■ CHALLENGES ■
1. In the article on the Supreme Court dissent over the 2017 elections, on what date was the petition for a writ of prohibition filed?
2. Write out the stretch of the article on the Supreme Court dissent from "The justices opinion" through "those already certificated.".

#### DOCUMENT EXTRACT

Uncertainty hangs over 2017
-Dissenting justices warn
The recent majority decision made by Justices of the Supreme Court to disapprove the certification of two senators-elect, has left two dissenting Justices spelling trouble over the pending 2017 elections as the 73 seats in the House of Representatives will be up for grab.
The two justices fear that the recent ruling will give rise to a litany of disputes over elections results creating a significant level of uncertainty across the country.
Associate Justices Jamesetta Howard Wolokolie and Sie -A-Nyene G. Yuoh, in a joint opinion, said in the case of two complaints against each of these Representatives elected by any of the losing candidates, the NEC will need to process 146 complaints within 30 days.
Thus, the dissenting Justices warned that “should these complainants also feel encouraged to petition the Supreme Court to prevent these Representatives-elect from being certificated and seated, there will be a significant level of uncertainty across Liberia over the status of the election.”
The justices opinion is a fallout from the January 2, 2015, petition filed by two political parties and individual candidates who participated in the elections of December 20, 2014, for a writ of prohibition before the Justice in Chambers, Justice Philip A.Z. Banks, III, against the NEC and certain declared winners of the election, praying the Court to prohibit the NEC from certificating those declared winners and to de-certificate those already certificated.
They had alleged in their petitions that they had filed complaints of certain elections irregularities before the board of NEC in fulfilment of the constitutional requirement that any party or candidate who complains about the manner in which the elections were conducted or who challenges the results shall have the right to file a complaint with the NEC not later than seven days after the announcement of the results of the elections.

########
#### SUPPLIED DATA

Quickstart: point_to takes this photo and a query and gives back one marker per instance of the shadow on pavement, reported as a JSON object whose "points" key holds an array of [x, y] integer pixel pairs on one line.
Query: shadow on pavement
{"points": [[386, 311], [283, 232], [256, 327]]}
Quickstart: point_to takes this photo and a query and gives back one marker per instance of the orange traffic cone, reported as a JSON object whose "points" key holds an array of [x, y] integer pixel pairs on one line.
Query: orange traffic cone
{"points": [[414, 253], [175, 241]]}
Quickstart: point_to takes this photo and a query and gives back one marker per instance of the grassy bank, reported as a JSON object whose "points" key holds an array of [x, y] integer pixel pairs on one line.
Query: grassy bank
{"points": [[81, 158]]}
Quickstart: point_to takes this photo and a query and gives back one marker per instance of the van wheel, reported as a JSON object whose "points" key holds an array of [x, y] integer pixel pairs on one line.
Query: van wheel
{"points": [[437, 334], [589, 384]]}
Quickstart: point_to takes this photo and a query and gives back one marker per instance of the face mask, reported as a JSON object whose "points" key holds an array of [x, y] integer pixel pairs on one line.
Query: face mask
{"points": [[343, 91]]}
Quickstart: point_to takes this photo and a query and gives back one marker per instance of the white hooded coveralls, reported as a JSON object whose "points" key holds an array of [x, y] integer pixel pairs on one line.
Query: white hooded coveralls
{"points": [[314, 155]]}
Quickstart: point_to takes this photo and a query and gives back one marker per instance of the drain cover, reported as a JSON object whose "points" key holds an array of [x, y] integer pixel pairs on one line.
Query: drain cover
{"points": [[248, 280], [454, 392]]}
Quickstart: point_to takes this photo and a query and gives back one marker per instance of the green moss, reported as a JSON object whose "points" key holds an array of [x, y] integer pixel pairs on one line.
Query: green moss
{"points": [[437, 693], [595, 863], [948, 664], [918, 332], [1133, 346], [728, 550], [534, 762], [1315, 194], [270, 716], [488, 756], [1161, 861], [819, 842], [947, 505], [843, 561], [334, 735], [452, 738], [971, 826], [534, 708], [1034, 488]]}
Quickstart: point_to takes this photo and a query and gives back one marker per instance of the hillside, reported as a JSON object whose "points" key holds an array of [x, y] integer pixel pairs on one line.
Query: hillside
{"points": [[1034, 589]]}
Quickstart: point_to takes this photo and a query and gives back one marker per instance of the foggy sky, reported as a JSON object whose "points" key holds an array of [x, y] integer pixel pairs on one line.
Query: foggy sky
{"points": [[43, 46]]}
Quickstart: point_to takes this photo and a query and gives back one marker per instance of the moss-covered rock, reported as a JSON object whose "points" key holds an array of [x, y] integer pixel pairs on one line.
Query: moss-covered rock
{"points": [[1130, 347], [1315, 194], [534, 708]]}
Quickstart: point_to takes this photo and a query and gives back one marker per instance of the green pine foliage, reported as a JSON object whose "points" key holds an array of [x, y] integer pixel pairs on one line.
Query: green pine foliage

########

■ THE REPLIES ■
1. January 2, 2015.

2.
The justices opinion is a fallout from the January 2, 2015, petition filed by two political parties and individual candidates who participated in the elections of December 20, 2014, for a writ of prohibition before the Justice in Chambers, Justice Philip A.Z. Banks, III, against the NEC and certain declared winners of the election, praying the Court to prohibit the NEC from certificating those declared winners and to de-certificate those already certificated.